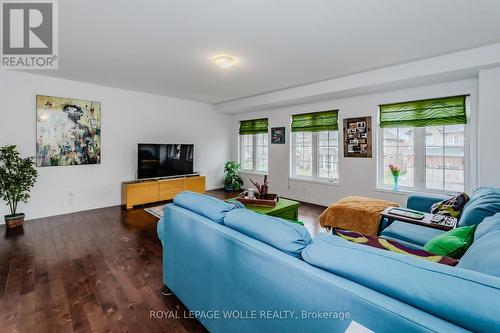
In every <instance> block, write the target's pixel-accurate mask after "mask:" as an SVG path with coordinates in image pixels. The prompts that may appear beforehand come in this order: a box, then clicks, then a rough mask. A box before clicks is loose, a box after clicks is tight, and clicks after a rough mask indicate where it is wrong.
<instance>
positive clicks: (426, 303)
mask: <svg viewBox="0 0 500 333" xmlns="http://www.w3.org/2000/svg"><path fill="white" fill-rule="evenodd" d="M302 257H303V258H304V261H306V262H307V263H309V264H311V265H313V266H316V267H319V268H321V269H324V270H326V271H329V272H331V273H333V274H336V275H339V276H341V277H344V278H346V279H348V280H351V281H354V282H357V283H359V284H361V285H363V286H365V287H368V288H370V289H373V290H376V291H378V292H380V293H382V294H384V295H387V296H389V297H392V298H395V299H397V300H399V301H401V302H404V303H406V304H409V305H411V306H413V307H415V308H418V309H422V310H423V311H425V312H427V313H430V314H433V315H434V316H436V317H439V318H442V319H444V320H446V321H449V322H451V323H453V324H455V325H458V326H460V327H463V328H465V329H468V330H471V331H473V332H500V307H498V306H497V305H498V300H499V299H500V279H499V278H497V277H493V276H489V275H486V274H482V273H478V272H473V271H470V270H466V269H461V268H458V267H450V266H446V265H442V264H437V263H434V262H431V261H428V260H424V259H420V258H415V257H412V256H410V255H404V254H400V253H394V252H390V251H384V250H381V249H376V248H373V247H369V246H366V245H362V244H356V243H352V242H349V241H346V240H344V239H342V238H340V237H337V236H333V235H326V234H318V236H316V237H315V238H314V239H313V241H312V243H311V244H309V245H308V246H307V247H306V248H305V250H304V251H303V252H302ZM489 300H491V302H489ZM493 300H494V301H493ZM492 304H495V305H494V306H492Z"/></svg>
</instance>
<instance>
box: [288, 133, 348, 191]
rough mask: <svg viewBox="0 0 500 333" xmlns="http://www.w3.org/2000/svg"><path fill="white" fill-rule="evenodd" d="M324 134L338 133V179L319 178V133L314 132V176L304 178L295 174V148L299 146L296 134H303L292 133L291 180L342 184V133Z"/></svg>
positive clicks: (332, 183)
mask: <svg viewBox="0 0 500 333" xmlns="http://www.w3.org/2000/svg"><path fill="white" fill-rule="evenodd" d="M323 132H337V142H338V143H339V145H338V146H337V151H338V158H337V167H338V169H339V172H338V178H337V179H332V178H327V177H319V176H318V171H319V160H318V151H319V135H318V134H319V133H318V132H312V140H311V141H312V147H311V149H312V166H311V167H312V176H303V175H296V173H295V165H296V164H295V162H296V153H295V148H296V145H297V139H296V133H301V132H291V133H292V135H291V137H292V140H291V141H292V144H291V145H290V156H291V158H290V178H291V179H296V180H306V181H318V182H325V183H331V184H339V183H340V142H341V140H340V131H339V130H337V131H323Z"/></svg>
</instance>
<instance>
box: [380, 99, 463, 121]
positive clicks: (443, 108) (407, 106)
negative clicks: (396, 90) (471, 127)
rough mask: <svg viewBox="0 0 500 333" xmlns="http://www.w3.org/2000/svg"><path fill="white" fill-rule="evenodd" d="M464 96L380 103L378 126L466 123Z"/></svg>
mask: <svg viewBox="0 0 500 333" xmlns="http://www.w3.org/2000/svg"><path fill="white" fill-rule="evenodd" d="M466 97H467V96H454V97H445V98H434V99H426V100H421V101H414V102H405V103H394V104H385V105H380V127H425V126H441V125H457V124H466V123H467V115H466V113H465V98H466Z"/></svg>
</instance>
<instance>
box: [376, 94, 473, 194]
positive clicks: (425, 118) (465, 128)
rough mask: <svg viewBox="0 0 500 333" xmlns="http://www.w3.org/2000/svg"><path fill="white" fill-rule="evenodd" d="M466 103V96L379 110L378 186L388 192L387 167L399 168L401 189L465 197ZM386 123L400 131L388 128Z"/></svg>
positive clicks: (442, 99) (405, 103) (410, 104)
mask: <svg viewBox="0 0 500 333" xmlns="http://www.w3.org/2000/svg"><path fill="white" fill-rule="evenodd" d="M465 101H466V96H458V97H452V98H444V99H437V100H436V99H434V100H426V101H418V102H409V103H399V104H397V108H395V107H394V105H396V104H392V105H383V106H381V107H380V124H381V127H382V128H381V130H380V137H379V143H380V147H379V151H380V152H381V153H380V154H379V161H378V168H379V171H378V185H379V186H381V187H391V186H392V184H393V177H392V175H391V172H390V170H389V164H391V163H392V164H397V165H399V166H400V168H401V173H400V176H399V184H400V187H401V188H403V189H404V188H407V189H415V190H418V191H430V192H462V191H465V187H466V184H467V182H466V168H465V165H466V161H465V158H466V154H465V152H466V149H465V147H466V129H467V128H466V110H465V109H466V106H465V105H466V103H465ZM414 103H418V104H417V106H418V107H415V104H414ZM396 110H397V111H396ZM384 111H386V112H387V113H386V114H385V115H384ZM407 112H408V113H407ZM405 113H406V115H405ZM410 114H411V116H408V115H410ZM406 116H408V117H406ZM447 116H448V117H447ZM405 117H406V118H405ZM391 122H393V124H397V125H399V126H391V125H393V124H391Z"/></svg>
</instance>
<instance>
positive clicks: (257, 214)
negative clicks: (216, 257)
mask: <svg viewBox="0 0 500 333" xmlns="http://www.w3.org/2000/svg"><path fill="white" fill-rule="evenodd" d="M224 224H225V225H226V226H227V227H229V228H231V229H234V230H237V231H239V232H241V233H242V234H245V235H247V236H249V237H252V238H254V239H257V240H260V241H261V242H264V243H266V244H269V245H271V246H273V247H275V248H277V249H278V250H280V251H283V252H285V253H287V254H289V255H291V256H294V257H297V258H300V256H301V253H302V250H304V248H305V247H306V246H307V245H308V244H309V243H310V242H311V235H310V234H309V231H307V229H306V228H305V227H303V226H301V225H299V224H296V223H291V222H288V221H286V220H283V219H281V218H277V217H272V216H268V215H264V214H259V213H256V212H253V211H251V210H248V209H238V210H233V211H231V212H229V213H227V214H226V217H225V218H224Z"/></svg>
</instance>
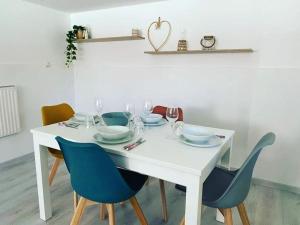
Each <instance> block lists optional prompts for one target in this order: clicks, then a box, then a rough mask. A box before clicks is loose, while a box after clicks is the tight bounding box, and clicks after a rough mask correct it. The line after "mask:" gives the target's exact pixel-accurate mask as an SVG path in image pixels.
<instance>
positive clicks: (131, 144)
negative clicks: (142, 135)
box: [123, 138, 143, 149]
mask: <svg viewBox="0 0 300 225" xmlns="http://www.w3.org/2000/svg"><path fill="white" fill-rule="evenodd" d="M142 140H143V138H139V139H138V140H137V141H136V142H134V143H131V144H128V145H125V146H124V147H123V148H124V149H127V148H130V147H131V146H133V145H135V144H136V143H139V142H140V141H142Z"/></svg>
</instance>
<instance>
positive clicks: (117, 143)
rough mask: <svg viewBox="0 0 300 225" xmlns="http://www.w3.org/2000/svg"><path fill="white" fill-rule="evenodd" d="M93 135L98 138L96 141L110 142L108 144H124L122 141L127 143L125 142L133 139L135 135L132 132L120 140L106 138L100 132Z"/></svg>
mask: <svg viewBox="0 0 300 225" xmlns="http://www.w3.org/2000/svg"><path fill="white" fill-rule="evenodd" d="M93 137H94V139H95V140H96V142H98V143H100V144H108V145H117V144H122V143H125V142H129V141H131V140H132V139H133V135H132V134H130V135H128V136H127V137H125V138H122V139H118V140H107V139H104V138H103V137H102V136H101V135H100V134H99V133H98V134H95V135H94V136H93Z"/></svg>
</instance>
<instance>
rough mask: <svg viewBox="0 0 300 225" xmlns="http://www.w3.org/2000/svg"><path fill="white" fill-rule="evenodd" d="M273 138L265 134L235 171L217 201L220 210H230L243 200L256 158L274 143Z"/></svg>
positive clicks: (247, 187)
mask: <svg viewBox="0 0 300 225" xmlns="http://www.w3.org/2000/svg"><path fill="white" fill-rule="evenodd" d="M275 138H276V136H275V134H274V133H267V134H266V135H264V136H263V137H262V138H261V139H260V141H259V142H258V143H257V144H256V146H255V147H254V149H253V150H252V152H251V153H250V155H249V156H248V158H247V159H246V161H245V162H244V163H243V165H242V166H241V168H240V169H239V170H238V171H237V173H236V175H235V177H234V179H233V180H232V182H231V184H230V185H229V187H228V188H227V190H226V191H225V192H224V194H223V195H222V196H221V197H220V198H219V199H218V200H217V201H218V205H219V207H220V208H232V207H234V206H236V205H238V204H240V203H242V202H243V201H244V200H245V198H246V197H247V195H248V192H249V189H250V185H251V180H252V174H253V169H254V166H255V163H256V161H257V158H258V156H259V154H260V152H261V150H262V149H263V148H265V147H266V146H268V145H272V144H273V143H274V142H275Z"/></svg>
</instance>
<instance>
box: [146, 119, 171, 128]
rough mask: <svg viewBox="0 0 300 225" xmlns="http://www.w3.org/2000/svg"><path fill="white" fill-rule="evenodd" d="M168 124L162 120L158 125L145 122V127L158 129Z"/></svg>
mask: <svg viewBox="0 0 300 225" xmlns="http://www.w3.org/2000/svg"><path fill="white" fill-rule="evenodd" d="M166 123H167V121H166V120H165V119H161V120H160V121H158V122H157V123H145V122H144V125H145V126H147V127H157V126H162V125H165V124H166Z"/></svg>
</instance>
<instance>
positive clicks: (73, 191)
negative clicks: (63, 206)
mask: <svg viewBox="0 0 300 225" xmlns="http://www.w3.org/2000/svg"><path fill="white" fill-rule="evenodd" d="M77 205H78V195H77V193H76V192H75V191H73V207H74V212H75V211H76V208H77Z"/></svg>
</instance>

**REQUIRED WORK**: Swap "pixel-accurate" for "exact" in the listing, starting at its first line and ending with the line that contains "positive clicks: (426, 303)", and change nothing else. Leave the pictures out of your reply.

**SOLVED EXERCISE**:
In every <instance> block, write the target's exact mask after "mask:" as an SVG path with coordinates in image pixels. The prompts that may appear beforehand come in this order: a box, then clicks, then a rough mask. A box before clicks is loose, a box after clicks is tight, and clicks after a rough mask indicate where it is wrong.
<instance>
positive clicks: (426, 303)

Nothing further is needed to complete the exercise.